▸ Extrait
----------------------------------------

Dès dimanche soir le centre de gravité politique de la Catalogne se déplacera au palais du parlement, censé déclarer l'indépendance dans les deux jours de la proclamation des résultats, mais qui peut donc aussi déclarer cette indépendance au vu de l'empêchement de la tenue du referendum, sachant que de toute façon la constitution sera ensuite soumise à ratification par referendum. Les premières reconnaissances étrangères de la souveraineté de la Catalogne ne tarderont pas après la proclamation de l'indépendance, et serviront au gouvernement catalan pour demander à l'Espagne l'ouverture des négociations de transition.
 
Comme on l'a déjà mentionné, il est difficile de savoir si le gouvernement espagnol s'est volontairement acculé au choix binaire dans l'intention d'accepter la sécession, ou dans l'intention d'apporter une réponse militaire. Aucun pays européen, hors l'ex-Ukraine, ne saurait accepter l'utilisation de l'armée contre la population civile. Mais aucun pays ne peut parer, autrement que par l'avertissement menaçant, l'éventuel coup de main héliporté des Groupements d'Opérations Spéciales peut-être déjà présents à Barcelone, et aucun pays ne peut intervenir dans les relations entre le 62° Régiment d'Infanterie et la population de ses deux garnisons au coeur de la Catalogne. Il est par contre possible de parer l'éventuel envoi par l'Espagne de troupes plus conséquentes actuellement basées hors Catalogne, à condition de déceler immédiatement leur mise en mouvement et de projeter alors sur la Noguera Ribagorçana et sur la Senia le dispositif d'interposition indiqué dans la Neuvième Frontière.
 
Seule la France est en mesure de le faire, si nécessaire.

----------------------------------------

▸ Entrées fournies
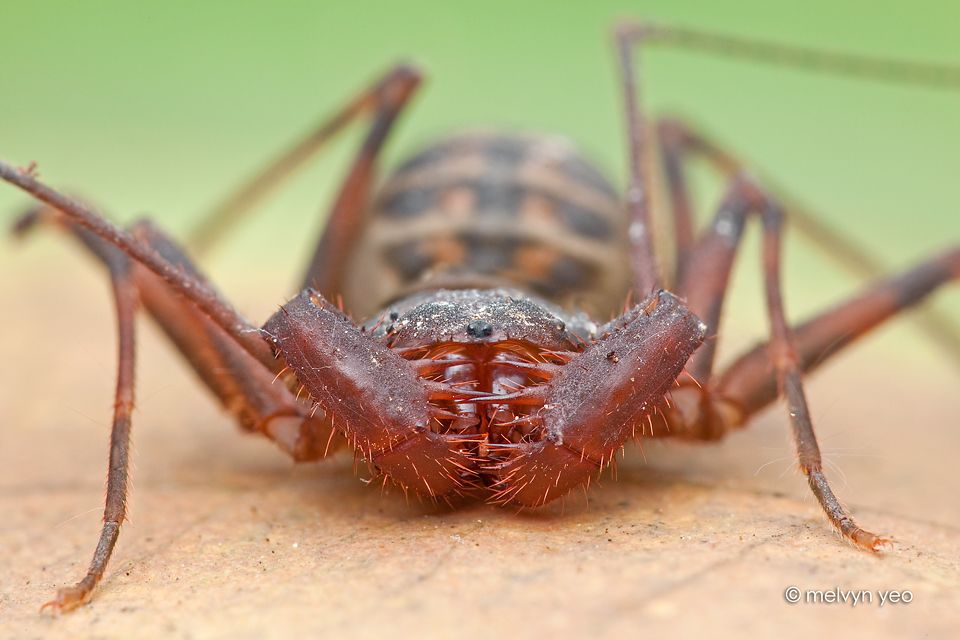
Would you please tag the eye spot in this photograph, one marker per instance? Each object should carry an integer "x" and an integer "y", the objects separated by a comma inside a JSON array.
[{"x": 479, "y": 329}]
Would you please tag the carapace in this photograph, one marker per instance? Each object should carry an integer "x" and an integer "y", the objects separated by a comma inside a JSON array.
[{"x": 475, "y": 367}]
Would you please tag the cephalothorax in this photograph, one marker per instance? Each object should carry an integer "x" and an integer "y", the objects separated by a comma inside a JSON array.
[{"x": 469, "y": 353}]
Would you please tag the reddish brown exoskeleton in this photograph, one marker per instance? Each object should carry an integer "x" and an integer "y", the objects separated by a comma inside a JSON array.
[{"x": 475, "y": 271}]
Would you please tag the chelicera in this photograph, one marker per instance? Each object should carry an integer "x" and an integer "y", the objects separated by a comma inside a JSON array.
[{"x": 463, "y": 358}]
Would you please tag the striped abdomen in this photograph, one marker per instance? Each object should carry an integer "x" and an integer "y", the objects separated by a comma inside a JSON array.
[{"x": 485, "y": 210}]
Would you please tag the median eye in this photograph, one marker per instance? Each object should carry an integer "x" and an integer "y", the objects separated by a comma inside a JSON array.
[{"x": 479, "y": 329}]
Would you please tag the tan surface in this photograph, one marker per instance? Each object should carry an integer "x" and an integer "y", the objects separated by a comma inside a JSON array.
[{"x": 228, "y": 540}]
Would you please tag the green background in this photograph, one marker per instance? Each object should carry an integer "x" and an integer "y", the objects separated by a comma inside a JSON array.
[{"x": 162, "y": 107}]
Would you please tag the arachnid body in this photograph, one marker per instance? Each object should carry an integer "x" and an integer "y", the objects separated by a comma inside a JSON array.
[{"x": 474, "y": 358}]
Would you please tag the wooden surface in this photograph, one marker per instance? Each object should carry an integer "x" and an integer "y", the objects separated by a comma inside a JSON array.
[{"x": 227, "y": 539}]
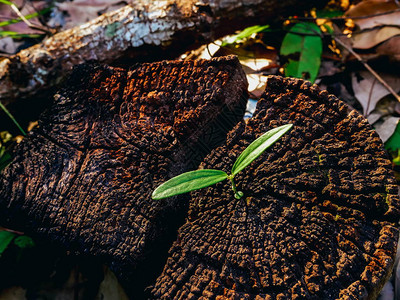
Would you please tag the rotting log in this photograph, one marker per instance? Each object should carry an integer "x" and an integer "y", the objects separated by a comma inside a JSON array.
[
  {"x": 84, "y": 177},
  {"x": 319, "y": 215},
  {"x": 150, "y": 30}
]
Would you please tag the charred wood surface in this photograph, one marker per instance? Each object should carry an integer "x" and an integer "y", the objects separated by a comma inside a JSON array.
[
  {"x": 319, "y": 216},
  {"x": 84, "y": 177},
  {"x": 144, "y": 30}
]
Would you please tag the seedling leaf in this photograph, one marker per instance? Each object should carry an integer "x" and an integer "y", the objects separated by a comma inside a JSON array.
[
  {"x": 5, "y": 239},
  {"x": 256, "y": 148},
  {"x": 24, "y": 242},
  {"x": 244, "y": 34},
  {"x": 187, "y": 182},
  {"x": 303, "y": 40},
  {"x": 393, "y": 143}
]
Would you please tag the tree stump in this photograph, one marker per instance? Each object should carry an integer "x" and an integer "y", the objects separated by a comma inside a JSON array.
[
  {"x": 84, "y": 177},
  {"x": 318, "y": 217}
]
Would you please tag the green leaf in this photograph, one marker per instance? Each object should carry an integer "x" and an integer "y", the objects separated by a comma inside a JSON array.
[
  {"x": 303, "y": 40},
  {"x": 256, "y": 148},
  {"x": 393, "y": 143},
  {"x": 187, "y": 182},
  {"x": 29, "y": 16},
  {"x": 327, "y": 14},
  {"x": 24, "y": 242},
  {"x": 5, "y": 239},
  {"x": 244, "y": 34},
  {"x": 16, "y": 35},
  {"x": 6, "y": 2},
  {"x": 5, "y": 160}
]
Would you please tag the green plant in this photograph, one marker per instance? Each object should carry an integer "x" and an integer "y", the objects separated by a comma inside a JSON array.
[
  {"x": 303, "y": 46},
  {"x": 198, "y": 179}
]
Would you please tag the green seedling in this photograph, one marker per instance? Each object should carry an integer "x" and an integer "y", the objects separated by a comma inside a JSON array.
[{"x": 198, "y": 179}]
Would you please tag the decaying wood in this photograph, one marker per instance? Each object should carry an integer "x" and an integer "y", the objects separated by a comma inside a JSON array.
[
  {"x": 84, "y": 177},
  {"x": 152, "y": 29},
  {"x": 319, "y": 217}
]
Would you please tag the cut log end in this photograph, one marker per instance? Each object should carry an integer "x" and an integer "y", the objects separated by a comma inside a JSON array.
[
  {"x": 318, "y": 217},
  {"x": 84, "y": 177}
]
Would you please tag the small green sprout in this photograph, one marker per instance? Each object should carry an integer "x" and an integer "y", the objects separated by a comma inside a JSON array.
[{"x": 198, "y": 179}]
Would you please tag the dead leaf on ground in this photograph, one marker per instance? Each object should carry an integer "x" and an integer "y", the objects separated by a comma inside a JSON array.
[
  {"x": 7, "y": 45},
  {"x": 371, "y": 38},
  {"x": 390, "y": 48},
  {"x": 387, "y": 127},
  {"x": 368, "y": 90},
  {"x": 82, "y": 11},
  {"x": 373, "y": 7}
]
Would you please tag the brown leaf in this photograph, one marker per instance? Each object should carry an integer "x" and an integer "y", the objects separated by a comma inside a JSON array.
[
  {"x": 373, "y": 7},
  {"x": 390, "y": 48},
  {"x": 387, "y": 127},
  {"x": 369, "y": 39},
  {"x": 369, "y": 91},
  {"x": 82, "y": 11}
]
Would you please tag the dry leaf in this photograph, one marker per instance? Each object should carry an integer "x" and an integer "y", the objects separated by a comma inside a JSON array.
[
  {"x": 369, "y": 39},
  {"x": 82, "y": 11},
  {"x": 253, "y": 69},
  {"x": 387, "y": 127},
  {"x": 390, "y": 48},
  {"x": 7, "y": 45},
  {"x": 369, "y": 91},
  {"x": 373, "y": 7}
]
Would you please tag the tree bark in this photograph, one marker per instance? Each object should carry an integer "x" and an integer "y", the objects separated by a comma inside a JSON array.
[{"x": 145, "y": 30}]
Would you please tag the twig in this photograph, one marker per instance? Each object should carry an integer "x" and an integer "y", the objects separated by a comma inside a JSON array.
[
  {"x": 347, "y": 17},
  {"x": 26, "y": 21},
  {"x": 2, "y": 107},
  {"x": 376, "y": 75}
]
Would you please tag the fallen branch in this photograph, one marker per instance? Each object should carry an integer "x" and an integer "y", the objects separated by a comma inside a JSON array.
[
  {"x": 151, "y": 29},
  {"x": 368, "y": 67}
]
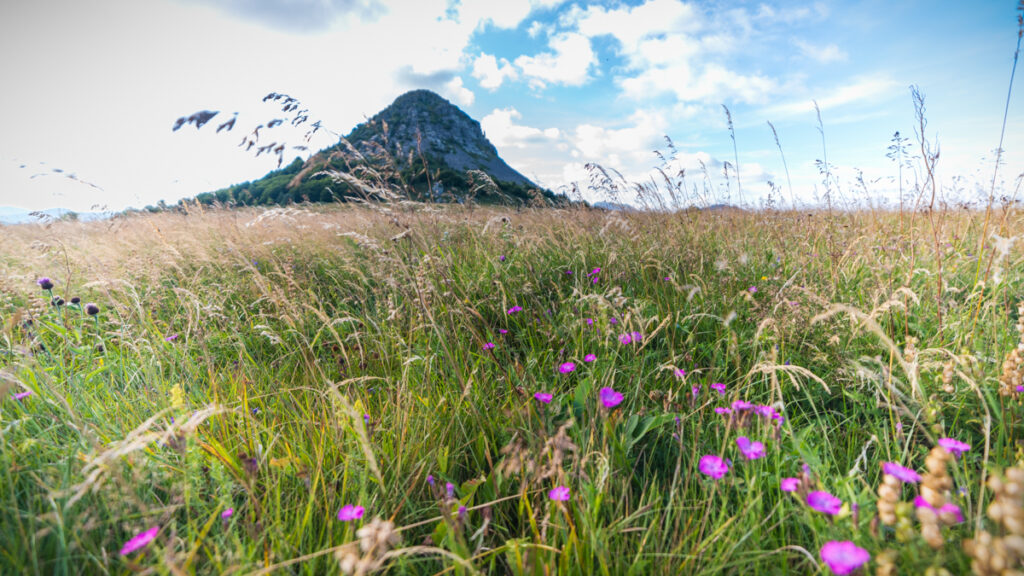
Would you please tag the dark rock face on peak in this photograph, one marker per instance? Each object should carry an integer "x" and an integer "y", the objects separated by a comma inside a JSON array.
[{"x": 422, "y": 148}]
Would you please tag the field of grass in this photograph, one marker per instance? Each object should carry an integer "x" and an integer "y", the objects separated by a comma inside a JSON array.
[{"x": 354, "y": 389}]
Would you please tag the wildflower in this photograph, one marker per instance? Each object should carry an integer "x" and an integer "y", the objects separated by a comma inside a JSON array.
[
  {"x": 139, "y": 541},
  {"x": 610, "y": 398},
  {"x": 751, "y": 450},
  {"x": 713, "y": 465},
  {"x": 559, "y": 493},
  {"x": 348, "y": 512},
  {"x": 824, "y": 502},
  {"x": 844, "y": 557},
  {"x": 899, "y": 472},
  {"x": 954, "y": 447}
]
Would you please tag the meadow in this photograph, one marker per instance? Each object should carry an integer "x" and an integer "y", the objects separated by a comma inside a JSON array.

----------------------------------------

▸ Consignes
a. Relevez dans l'extrait tous les verbes conjugués au futur simple.
b. Pour chacune des affirmations suivantes, dites si elle concorde avec l'extrait et citez les mots qui tranchent.
(i) La constitution doit ensuite être soumise à ratification par référendum.
(ii) Tout pays européen peut empêcher par la force une opération héliportée des Groupements d'Opérations Spéciales.
(iii) La France est présentée comme le seul pays capable de déployer le dispositif d'interposition.
c. Recopiez le passage de l'extrait qui commence aux mots « Dès dimanche soir » et s'arrête après les mots « négociations de transition. ».

▸ Réponses
a. se déplacera, sera, tarderont, serviront

b.
(i) Oui : « la constitution sera ensuite soumise à ratification par referendum ».
(ii) Non : « aucun pays ne peut parer, autrement que par l'avertissement menaçant, l'éventuel coup de main héliporté des Groupements d'Opérations Spéciales ».
(iii) Oui : « Seule la France est en mesure de le faire, si nécessaire. »

c.
Dès dimanche soir le centre de gravité politique de la Catalogne se déplacera au palais du parlement, censé déclarer l'indépendance dans les deux jours de la proclamation des résultats, mais qui peut donc aussi déclarer cette indépendance au vu de l'empêchement de la tenue du referendum, sachant que de toute façon la constitution sera ensuite soumise à ratification par referendum. Les premières reconnaissances étrangères de la souveraineté de la Catalogne ne tarderont pas après la proclamation de l'indépendance, et serviront au gouvernement catalan pour demander à l'Espagne l'ouverture des négociations de transition.